= ВОПРОСЫ И ЗАДАНИЯ =
A: Ответьте по отрывку о Хандке на три вопроса.
(i) Какие три предмета Койшинг обнаруживает в песке у своих ног возле Карре Мариньи?
(ii) С чем автор сравнивает перемену, которая произошла с Койшингом?
(iii) Кого из русских писателей любит Хандке?
B: Продолжите отрывок о Хандке, начав сразу после его последнего предложения.

= ПРЕДЛАГАЕМЫЙ ОТРЫВОК =
Но в отличие от декадентско-циничного «путешествия па край ночи», в которое некогда отправил читателя своего романа Луи Фердинанд Селин, мы из него возвращаемся. Возвращаемся не только обогащенные опытом, а и в чем-то просветленные.

У Карре Мариньи Койшинг присаживается на скамью вблизи детской площадки. В песке у своих ног он обнаруживает три предмета: лист каштана, осколок зеркала и приколку для волос. «В этот момент, — разъясняет Хандке интервьюеру, — этим вечером, на протяжении одной-двух секунд он ощущает это как успокоение — подобно тому как в сказке вдруг обнаруживаются на земле в лесу три волшебных предмета, и они помогают герою — и переживает в течение нескольких вздохов счастье, согласие, удовлетворенность и тайну…»

После этого еще будет уход жены, разрыв с любовницей, пропажа дочери, желание умереть. И все-таки событие у Карре Мариньи не прошло бесследно: «Став таинственным, мир открылся — значит, он может быть снова завоеван». Как и герой «Короткого письма», Койшинг изменился. Он подошел к краю пропасти, чтобы взглянуть вниз и возродиться. Это очистительный катарсис, почти как в классической трагедии.

Эволюция Хандке — от «Поругания публики» до «Часа подлинных ощущений» — типична для значительной части новейшей западной литературы, которая не в силах больше жить чистым отрицанием, дышать хаосом — пусть это даже отрицание старого мира и хаос, возникающий из его крушения. И литература эта отправляется на поиски идеала; для нее снова важно надеяться, ей слова нужна доброта, человечность, поэзия. Оставаясь вполне современной и по идеям, и по форме, она за всем этим обращается к классике, к ее традициям.

Для Хандке важно искусство XIX века — Гёте, Лессинг, Клейст, Келлер, Фонтане, — искусство глубокое и человечное, стоявшее на вере, опиравшееся на надежду. Отсюда и любовь Хандке к литературе русской — Достоевскому, Чехову, Горькому. Новейший Хандке как бы переступает через опыт непосредственных предшественников и заглядывает в те пределы художественного, где цельность и ценность бытия еще не казались поколебленными. Это не уход от действительности с ее резкими и жестокими конфликтами, это попытка охватить действительность целиком — в противоречиях, свершениях, возможностях. Одним словом, это путь к реализму.

= ИСХОДНЫЕ ДАННЫЕ =

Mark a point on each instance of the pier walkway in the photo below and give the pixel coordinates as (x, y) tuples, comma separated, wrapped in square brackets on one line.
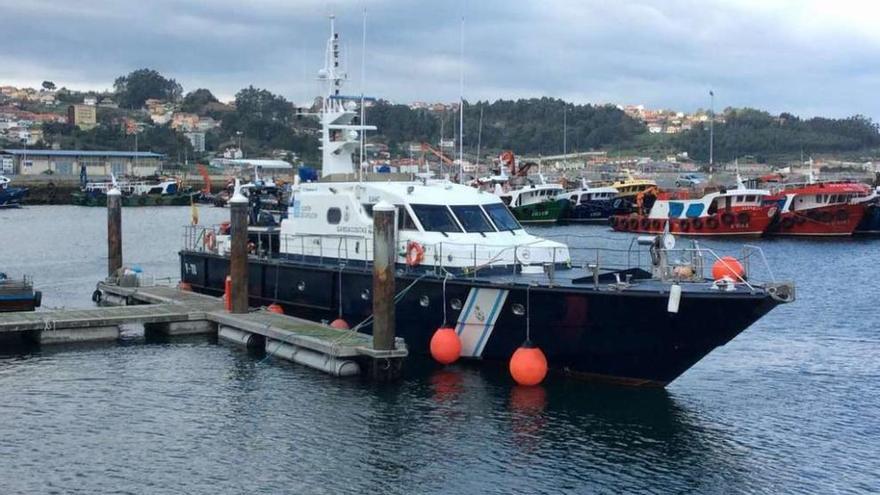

= ОТВЕТЫ К ЗАДАНИЯМ =
A:
(i) Лист каштана, осколок зеркала и приколку для волос.
(ii) С очистительным катарсисом, почти как в классической трагедии.
(iii) Достоевского, Чехова и Горького.

B:
Он у Хандке, как мы видим, особый. Не в последнюю очередь потому, что Хандке — австриец. У него странные отношения с собственной страной. Как только ему представилась возможность, он Австрию покинул, жил в ФРГ, теперь живет в Париже. Но подобно собственным персонажам, от Австрии отделаться не может. Только для Блоха она, пожалуй, не составляла проблемы. А Койшинг, как и герой «Короткого письма», целиком зависим от своего голодного, полного страхов детства в Каринтии. Что же до матери писателя, то ее судьба — это вообще судьба австрийская. Однако в ином смысле, чем у персонажей Музиля, Рота, Додерера или даже Ингеборг Бахман. Миф Австро-Венгерской монархии, немыслимого в своем анахронизме государства, бывшего тем не менее их единственной родиной или родиной их отцов, в книгах Хандке полностью утратил силу: ведь Хандке на шестнадцать лет моложе Бахман и родился целую четверть века спустя после крушения монархии. Но что для него силы не утратило, так это некое австрийское мироощущение. Крушение монархии было знаменем конца целой эпохи, одним из первых свидетельств того, что старый мир приближается к пропасти. Австрийские писатели первой половины XX века рано и с особой остротой познали то чувство «бездомности», которое присуще ныне человеку отчужденного, атомизированного, отмеченного печатью одиночества Запада. Хандке — их внук, уже не сознающий зависимости между отчаянностью своей «бездомности» и спецификой ее австрийских корней. Тем не менее он (совсем по-австрийски) ищет выхода и опоры в прошлом. Не в идеализации невозвратимого, навсегда ушедшего жизненного уклада, а в неувядающих ценностях австрийской культуры.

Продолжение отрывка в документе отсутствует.